Article »
───

I like to use the hi/lo rigs because you double your chances with two baits. plus, if one hook gets stripped without you knowing, you still have another. The fishfinder rigs work good too though. I beleive its especially important to use circle hooks with a fishfinder because of the higher chance of the fish swallowing the hook


----------



## Green Cart (May 14, 2002)

*Fishfinder Does Not Cast Very Well*

NTKG,

Fishfinders do not cast very well. Maybe there is a breakdown in fishfinder definition and communications!  To me, a fishfinder is a sinker put on the shockline before tying on the rig. The sinker is attached to a sliding plastic attachment. More and more, the sliding plastic attachment is replaced by a snap because the line can cut through the plastic attachment. Usually a bead is placed before and after the snap so that the snap does not go all the way up to the shockerline knot, and the other bead keeps the snap from hammering the rig knot.


----------



## scorpioreno (May 9, 2002)

───

Supplied entries »
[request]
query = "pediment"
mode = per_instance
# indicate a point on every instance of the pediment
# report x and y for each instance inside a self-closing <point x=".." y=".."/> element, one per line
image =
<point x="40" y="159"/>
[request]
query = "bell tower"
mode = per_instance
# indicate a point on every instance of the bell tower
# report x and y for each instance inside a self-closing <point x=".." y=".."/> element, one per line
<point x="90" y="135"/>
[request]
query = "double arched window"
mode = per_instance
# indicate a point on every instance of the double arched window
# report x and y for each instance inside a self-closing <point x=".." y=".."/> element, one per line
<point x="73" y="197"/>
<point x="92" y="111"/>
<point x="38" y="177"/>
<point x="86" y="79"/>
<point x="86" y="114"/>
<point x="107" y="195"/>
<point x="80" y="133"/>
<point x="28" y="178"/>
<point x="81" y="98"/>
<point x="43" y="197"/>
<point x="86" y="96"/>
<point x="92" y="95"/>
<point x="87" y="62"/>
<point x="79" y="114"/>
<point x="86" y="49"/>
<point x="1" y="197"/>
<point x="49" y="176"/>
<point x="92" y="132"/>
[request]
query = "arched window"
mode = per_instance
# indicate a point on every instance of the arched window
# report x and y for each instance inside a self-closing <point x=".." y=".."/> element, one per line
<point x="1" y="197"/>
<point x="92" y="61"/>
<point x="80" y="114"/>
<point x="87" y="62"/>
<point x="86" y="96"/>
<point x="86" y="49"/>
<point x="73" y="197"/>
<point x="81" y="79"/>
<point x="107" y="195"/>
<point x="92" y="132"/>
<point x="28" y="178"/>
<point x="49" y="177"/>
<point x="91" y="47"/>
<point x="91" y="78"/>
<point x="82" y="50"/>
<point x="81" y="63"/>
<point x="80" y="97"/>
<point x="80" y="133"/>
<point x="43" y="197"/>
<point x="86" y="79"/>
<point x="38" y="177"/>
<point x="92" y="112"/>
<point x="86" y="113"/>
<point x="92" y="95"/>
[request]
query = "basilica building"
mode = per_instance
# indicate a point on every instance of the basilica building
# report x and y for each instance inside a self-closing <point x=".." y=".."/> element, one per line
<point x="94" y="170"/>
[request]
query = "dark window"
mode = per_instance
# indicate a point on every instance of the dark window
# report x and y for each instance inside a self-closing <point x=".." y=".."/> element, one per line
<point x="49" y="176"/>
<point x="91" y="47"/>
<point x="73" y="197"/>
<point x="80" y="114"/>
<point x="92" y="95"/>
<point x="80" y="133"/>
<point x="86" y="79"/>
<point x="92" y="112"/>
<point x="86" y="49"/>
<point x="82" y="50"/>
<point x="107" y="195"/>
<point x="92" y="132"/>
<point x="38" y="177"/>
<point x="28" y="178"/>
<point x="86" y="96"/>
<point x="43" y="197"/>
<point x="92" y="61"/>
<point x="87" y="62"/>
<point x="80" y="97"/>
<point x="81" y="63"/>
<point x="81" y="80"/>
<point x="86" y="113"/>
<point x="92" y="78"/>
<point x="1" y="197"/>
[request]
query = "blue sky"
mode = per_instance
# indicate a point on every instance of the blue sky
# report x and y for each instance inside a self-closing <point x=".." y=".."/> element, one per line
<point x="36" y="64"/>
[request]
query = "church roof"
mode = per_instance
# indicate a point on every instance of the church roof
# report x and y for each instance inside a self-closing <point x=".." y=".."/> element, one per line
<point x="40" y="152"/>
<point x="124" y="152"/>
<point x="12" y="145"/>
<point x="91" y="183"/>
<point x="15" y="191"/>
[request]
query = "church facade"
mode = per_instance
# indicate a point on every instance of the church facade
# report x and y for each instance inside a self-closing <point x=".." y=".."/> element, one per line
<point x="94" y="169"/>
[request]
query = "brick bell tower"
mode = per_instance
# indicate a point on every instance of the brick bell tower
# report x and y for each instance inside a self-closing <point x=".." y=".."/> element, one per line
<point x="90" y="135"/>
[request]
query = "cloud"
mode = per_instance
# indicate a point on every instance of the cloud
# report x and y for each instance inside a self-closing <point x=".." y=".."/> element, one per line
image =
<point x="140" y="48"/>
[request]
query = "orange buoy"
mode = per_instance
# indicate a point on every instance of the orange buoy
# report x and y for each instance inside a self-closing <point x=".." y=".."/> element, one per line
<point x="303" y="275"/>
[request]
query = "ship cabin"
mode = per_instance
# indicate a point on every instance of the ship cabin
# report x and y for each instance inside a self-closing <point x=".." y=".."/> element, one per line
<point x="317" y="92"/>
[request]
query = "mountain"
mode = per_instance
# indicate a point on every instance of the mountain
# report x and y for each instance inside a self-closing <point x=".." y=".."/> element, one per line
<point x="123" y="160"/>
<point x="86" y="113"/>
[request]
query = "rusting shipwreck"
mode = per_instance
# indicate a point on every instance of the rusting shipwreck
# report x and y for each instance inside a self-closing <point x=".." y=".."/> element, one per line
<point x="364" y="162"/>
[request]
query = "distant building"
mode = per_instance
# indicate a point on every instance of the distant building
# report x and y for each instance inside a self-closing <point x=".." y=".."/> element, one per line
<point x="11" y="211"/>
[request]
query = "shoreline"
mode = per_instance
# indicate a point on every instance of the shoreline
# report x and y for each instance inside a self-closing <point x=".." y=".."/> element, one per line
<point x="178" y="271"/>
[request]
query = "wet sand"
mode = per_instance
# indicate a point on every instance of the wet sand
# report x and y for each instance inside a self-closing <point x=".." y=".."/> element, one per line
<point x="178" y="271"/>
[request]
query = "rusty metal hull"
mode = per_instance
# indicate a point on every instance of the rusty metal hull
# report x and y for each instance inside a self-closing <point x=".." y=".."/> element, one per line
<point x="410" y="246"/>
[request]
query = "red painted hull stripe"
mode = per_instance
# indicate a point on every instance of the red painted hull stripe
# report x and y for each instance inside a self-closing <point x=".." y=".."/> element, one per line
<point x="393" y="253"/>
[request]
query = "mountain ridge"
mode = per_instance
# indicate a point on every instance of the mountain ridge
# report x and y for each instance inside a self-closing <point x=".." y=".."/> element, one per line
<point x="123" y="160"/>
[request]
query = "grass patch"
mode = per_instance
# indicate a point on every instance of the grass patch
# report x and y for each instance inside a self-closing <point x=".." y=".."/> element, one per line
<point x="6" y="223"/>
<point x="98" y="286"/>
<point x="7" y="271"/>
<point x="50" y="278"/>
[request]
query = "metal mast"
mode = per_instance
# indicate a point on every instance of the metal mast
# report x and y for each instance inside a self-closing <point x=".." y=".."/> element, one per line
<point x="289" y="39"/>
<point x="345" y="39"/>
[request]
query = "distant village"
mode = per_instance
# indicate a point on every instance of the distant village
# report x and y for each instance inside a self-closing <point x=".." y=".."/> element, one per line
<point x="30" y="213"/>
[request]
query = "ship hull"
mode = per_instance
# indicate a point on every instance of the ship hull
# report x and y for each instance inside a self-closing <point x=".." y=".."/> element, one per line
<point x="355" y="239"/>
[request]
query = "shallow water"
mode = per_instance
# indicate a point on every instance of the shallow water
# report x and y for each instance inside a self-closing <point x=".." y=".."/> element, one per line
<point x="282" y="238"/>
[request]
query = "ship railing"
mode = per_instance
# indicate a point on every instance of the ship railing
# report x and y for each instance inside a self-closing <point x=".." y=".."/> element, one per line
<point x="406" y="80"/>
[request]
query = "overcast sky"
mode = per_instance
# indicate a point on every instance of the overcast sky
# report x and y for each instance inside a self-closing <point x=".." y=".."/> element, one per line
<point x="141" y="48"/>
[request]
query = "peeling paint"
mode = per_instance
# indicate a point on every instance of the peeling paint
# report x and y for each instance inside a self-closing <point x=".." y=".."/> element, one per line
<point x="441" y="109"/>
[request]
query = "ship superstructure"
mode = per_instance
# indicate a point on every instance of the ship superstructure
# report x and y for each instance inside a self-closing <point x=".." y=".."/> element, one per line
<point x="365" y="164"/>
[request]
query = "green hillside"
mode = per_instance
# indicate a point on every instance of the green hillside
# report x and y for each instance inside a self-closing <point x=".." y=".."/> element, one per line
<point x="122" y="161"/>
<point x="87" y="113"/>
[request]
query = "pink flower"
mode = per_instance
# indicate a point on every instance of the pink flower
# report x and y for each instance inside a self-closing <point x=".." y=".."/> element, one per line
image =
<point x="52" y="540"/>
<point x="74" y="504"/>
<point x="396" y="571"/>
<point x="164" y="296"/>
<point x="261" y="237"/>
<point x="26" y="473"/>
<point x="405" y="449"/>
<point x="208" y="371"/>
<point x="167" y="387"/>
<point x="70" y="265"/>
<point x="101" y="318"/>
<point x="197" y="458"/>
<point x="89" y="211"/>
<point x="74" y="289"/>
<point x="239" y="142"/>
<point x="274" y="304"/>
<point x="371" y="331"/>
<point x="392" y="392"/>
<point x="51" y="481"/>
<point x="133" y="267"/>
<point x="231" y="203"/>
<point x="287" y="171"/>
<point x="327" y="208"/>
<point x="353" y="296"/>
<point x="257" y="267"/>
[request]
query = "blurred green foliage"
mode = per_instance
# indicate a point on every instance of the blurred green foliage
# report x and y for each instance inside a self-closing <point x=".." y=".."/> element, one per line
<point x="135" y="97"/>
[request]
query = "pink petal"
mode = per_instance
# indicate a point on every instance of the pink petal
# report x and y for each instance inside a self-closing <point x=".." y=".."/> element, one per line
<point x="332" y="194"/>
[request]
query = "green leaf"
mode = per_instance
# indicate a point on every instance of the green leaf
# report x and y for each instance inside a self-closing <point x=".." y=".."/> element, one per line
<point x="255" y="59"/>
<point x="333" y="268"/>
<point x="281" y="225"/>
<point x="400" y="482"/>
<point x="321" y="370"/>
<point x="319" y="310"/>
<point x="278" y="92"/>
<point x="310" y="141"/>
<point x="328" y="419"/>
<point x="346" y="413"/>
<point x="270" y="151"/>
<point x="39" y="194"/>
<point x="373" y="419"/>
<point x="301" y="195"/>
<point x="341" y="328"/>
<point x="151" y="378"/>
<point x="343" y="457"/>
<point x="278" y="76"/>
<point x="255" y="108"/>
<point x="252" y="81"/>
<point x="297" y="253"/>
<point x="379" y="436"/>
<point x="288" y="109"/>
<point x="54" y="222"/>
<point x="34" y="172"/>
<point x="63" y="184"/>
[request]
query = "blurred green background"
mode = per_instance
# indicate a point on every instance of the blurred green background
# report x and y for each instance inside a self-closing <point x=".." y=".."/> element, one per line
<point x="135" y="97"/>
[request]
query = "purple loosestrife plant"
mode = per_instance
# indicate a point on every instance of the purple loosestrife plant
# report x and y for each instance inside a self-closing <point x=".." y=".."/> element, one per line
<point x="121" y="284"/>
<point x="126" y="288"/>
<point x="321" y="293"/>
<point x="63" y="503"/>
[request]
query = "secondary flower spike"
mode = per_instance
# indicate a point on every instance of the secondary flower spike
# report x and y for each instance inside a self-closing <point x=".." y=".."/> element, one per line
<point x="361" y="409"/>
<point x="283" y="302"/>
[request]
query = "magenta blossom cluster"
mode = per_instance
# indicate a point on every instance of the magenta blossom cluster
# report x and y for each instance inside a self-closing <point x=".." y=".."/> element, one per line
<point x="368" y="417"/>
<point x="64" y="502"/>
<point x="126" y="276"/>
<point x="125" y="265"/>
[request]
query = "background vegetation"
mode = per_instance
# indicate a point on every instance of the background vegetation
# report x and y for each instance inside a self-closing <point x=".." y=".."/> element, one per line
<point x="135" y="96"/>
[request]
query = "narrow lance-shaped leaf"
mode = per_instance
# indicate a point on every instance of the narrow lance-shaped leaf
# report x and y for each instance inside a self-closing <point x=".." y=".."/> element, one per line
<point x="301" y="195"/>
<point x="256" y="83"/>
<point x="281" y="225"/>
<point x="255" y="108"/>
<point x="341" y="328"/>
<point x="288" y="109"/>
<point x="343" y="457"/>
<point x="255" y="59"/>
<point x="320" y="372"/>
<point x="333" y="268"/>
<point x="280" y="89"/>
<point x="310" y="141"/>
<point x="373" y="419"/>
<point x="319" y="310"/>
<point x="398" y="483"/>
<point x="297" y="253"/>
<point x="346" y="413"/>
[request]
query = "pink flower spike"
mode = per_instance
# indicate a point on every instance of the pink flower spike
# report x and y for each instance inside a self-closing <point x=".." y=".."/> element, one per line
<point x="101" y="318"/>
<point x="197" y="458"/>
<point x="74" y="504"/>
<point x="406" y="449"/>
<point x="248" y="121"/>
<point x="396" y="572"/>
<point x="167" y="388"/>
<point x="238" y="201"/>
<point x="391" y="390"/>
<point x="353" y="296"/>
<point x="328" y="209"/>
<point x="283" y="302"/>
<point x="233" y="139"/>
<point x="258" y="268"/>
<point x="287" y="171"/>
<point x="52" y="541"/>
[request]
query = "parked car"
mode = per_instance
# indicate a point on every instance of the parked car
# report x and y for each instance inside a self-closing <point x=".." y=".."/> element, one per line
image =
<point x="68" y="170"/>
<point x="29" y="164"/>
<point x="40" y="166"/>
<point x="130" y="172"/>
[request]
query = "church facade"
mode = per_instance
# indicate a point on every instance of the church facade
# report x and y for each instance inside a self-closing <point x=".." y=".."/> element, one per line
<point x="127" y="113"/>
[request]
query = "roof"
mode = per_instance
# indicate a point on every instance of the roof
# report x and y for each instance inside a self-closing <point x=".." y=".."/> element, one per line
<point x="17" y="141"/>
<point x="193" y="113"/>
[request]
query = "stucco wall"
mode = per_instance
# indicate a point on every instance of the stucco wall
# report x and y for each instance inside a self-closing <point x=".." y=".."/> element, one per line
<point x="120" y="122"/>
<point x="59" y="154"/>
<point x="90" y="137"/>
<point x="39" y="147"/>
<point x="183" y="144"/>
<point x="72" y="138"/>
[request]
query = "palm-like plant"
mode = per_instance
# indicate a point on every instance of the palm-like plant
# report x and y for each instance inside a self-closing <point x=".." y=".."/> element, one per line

───

Task list »
1. Translate this sentence from the fishing forum thread into Spanish: "The sinker is attached to a sliding plastic attachment."
2. According to the fishing forum thread, why is the sliding plastic attachment on a fishfinder more and more often replaced by a snap?

Answers in order »
1. La plomada está sujeta a un accesorio de plástico deslizante.

2. The line can cut through the plastic attachment.